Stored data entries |
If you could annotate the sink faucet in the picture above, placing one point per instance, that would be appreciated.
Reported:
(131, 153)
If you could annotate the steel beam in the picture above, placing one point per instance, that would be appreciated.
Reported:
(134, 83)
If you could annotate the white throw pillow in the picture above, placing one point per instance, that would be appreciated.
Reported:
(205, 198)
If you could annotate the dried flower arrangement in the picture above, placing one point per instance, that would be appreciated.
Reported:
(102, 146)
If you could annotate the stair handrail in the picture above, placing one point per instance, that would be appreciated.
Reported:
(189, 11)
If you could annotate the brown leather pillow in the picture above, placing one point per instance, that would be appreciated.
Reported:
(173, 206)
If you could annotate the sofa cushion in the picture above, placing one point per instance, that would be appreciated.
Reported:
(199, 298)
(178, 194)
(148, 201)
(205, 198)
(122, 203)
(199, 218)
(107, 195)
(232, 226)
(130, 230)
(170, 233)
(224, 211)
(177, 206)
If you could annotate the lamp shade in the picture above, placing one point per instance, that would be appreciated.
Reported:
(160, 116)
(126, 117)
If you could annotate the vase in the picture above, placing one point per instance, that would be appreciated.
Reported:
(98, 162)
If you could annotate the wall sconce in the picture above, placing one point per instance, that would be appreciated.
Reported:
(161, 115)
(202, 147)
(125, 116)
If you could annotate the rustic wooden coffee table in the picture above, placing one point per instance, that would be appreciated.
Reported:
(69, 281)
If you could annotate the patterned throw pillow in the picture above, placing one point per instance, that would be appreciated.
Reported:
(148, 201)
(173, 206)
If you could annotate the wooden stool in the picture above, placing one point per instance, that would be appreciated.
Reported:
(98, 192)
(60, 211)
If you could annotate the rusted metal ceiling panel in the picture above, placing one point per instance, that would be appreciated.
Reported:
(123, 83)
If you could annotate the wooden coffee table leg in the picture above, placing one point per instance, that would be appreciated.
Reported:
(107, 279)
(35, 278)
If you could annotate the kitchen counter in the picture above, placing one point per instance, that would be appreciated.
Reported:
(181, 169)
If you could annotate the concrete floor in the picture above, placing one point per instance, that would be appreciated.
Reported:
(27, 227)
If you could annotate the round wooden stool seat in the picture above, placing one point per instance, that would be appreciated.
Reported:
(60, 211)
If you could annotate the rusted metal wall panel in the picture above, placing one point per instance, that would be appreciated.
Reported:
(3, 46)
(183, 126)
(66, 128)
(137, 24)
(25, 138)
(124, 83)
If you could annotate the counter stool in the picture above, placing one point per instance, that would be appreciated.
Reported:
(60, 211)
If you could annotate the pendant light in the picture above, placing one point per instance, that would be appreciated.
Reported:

THE PROBLEM |
Could you transcribe the entries exactly, from the first line through the line containing "If you could annotate the stair", and give nothing more?

OUTPUT |
If you could annotate the sink faucet in the picture above, placing one point per instance, that would be appreciated.
Reported:
(131, 153)
If you could annotate the steel beam in the picture above, placing one point per instance, that would be appreciated.
Reported:
(134, 83)
If you could annotate the white throw pillow in the picture above, placing one point per instance, that would be appreciated.
Reported:
(205, 198)
If you could annotate the dried flower arrangement in the picture above, placing one point per instance, that would be appreciated.
Reported:
(102, 146)
If you could annotate the stair handrail in the picture above, placing one point per instance, that would be appreciated.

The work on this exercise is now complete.